THE REQUEST :: Please render the material below as a JSON list of strings, one string for each line, leaving out the blank lines.

--- start of EXERCISE MATERIALS ---

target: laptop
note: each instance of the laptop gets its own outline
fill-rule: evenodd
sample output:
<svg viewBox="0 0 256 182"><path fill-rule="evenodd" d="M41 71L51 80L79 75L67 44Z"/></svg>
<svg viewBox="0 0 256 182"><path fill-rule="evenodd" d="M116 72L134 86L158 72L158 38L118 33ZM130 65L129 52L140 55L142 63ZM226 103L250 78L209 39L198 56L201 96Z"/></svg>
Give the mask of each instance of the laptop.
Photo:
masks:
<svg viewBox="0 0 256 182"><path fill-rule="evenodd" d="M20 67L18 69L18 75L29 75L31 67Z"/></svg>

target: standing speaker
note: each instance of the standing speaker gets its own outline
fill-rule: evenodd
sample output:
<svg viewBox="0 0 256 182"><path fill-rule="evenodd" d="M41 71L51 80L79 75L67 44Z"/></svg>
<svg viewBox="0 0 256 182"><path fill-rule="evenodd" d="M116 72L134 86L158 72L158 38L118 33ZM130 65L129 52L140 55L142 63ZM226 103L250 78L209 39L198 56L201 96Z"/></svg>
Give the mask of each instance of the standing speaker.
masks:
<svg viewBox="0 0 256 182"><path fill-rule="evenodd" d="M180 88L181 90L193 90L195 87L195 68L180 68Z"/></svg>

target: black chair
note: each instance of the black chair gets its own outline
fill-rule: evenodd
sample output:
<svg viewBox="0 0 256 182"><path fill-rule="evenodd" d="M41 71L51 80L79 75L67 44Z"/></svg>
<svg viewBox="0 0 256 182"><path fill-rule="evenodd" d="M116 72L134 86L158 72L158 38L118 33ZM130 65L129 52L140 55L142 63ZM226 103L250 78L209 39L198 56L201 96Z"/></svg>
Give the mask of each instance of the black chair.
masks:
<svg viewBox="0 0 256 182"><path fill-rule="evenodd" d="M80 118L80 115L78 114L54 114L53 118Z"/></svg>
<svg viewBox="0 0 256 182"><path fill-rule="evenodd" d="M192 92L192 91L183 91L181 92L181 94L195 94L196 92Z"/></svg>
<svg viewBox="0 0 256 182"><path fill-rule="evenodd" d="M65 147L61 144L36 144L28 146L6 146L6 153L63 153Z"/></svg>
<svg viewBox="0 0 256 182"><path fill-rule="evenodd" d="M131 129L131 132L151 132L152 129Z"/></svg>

--- end of EXERCISE MATERIALS ---

ANSWER TO THIS TASK ::
[
  "target: laptop",
  "note: each instance of the laptop gets its own outline",
  "fill-rule: evenodd",
  "sample output:",
  "<svg viewBox=\"0 0 256 182\"><path fill-rule=\"evenodd\" d=\"M41 71L51 80L79 75L67 44Z\"/></svg>",
  "<svg viewBox=\"0 0 256 182\"><path fill-rule=\"evenodd\" d=\"M116 72L134 86L158 72L158 38L118 33ZM130 65L129 52L140 55L142 63ZM226 103L250 78L209 39L198 56L201 96Z\"/></svg>",
  "Give the mask of each instance of the laptop.",
  "Photo:",
  "masks:",
  "<svg viewBox=\"0 0 256 182\"><path fill-rule=\"evenodd\" d=\"M20 67L18 69L18 75L29 75L31 67Z\"/></svg>",
  "target: standing speaker",
  "note: each instance of the standing speaker gets its own outline",
  "fill-rule: evenodd",
  "sample output:",
  "<svg viewBox=\"0 0 256 182\"><path fill-rule=\"evenodd\" d=\"M41 71L51 80L79 75L67 44Z\"/></svg>",
  "<svg viewBox=\"0 0 256 182\"><path fill-rule=\"evenodd\" d=\"M116 72L134 86L158 72L158 38L118 33ZM130 65L129 52L140 55L142 63ZM226 103L250 78L209 39L198 56L201 96Z\"/></svg>",
  "Give the mask of each instance of the standing speaker.",
  "masks:",
  "<svg viewBox=\"0 0 256 182\"><path fill-rule=\"evenodd\" d=\"M180 88L181 90L193 90L195 87L195 68L180 68Z\"/></svg>",
  "target: black chair",
  "note: each instance of the black chair gets its own outline",
  "fill-rule: evenodd",
  "sample output:",
  "<svg viewBox=\"0 0 256 182\"><path fill-rule=\"evenodd\" d=\"M41 71L51 80L79 75L67 44Z\"/></svg>",
  "<svg viewBox=\"0 0 256 182\"><path fill-rule=\"evenodd\" d=\"M116 72L134 86L158 72L158 38L118 33ZM130 65L129 52L140 55L142 63ZM226 103L250 78L209 39L198 56L201 96Z\"/></svg>",
  "Give the mask of each instance of the black chair.",
  "masks:",
  "<svg viewBox=\"0 0 256 182\"><path fill-rule=\"evenodd\" d=\"M80 118L80 115L78 114L54 114L53 118Z\"/></svg>",
  "<svg viewBox=\"0 0 256 182\"><path fill-rule=\"evenodd\" d=\"M192 92L192 91L183 91L181 92L181 94L195 94L196 92Z\"/></svg>",
  "<svg viewBox=\"0 0 256 182\"><path fill-rule=\"evenodd\" d=\"M65 147L61 144L36 144L28 146L6 146L6 153L63 153Z\"/></svg>",
  "<svg viewBox=\"0 0 256 182\"><path fill-rule=\"evenodd\" d=\"M131 129L131 132L151 132L152 129Z\"/></svg>"
]